Scan the entries for lines with the word "location" and copy those lines.
━━━━━━
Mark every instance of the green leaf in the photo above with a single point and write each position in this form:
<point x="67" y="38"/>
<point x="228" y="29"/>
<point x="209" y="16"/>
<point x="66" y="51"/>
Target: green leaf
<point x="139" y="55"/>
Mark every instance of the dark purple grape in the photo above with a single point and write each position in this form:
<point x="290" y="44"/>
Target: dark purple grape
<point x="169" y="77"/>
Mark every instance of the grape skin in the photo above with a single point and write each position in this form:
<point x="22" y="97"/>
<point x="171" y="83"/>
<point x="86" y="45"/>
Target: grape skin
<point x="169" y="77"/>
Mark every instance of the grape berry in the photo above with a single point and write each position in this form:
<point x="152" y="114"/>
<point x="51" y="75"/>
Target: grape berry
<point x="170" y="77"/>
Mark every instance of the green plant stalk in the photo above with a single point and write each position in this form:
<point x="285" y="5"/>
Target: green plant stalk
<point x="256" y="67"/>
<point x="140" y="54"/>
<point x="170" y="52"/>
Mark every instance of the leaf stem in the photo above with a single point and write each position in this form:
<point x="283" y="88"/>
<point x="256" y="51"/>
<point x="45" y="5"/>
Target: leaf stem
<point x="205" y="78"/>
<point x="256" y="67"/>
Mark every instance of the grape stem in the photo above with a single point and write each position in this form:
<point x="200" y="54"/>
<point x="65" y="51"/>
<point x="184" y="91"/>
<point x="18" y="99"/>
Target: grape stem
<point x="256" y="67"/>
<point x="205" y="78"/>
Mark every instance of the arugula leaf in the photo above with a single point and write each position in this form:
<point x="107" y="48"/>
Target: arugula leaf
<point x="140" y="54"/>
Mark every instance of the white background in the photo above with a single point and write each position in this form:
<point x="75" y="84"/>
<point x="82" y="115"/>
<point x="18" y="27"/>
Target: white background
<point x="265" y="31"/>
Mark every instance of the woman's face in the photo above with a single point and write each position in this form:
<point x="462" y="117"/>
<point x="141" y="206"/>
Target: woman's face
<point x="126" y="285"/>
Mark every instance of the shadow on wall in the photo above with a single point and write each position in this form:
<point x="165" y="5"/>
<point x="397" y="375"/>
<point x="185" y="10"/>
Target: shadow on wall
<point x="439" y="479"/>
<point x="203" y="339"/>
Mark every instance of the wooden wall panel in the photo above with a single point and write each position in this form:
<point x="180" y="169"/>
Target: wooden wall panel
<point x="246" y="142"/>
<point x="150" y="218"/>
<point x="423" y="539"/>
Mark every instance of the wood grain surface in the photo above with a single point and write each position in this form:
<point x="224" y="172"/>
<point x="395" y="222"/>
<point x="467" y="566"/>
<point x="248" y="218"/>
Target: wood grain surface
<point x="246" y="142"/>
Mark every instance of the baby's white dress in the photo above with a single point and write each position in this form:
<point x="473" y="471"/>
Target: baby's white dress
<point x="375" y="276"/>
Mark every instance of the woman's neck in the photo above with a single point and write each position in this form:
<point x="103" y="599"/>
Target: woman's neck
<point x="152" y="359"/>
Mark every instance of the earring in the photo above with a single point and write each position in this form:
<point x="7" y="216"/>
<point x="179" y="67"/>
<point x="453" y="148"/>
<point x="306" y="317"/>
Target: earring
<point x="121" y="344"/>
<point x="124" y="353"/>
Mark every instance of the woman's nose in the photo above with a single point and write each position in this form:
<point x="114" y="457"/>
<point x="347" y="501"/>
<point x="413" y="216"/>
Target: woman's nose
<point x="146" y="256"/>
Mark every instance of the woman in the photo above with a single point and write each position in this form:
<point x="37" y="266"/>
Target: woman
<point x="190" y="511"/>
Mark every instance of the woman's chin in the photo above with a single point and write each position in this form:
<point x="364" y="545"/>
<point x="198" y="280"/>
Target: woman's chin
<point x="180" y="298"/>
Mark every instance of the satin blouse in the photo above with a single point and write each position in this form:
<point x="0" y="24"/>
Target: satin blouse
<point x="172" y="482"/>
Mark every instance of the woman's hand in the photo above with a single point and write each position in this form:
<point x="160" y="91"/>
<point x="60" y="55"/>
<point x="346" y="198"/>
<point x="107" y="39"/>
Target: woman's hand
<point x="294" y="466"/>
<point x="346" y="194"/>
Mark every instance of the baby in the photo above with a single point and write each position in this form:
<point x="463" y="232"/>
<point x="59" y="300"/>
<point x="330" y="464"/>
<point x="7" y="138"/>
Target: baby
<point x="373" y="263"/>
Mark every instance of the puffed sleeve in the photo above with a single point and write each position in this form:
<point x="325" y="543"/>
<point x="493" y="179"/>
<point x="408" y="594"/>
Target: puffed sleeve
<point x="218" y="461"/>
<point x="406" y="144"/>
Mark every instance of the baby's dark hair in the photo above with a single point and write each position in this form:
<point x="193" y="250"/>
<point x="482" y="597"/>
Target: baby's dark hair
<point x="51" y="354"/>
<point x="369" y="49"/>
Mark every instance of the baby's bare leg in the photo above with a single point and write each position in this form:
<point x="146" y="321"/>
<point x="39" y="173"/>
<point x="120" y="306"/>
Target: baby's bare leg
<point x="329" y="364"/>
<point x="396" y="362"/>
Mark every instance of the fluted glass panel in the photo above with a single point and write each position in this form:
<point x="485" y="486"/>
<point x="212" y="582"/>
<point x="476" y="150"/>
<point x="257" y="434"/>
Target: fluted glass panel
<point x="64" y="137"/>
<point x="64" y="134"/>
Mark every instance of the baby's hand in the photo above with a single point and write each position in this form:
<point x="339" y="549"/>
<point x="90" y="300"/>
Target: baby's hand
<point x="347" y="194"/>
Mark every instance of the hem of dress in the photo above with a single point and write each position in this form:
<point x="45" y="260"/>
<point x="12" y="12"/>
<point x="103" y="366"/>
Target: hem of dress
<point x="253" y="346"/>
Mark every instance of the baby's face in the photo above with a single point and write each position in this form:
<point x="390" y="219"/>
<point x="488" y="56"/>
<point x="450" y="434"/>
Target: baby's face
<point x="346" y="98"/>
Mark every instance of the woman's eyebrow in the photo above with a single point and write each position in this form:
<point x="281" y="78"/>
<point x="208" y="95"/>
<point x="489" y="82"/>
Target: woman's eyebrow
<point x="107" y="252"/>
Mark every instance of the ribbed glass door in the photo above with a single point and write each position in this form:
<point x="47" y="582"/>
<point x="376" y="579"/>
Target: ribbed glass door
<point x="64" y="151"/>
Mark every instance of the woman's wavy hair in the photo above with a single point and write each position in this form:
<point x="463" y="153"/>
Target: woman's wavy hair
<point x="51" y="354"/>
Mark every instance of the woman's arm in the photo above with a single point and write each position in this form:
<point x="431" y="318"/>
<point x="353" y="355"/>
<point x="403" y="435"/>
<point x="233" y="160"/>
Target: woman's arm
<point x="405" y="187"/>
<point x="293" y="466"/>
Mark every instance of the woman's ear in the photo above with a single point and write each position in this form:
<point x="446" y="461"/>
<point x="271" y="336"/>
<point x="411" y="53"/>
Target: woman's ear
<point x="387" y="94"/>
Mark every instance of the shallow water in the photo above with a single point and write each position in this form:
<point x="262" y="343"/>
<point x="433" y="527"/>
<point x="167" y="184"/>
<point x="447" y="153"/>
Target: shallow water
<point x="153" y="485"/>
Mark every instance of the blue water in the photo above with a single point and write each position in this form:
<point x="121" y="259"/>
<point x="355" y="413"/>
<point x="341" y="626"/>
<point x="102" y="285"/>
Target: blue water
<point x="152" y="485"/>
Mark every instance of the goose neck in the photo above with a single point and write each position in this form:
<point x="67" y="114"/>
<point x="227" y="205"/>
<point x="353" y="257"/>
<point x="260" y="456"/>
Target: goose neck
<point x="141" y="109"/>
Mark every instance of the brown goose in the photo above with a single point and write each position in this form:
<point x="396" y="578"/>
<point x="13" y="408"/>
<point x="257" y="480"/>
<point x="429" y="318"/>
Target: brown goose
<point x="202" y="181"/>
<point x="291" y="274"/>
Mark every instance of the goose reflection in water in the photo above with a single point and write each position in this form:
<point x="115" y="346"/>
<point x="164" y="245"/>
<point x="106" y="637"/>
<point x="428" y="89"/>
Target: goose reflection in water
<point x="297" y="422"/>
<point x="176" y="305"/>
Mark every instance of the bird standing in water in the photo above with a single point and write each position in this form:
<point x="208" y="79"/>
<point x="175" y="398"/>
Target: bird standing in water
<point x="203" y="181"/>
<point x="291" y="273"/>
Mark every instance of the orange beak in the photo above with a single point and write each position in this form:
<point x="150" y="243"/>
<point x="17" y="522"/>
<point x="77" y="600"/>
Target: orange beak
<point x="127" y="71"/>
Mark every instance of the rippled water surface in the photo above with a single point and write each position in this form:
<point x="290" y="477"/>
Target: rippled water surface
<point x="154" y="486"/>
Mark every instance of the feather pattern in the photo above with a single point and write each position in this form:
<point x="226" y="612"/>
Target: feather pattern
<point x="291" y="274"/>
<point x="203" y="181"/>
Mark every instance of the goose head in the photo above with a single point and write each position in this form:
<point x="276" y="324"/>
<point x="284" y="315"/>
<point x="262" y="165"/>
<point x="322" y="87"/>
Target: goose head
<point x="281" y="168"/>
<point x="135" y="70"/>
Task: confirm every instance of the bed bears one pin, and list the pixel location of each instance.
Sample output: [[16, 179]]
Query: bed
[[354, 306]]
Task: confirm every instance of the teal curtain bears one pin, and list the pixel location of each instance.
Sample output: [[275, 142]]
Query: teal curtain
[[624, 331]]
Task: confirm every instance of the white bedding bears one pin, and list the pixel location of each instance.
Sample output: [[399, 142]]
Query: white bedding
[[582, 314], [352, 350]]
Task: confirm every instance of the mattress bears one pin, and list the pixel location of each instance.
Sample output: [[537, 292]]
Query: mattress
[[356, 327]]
━━━━━━
Expected answer:
Task: confirm every instance of the bed bears one pin, and list the pixel location of each instance.
Task: confirm every instance of the teal curtain bears one pin, and list the pixel location of each instance.
Task: confirm every instance of the white bedding bears one pin, and list the pixel location of each instance.
Task: confirm every instance of the mattress bears one pin, and list the pixel location of each instance.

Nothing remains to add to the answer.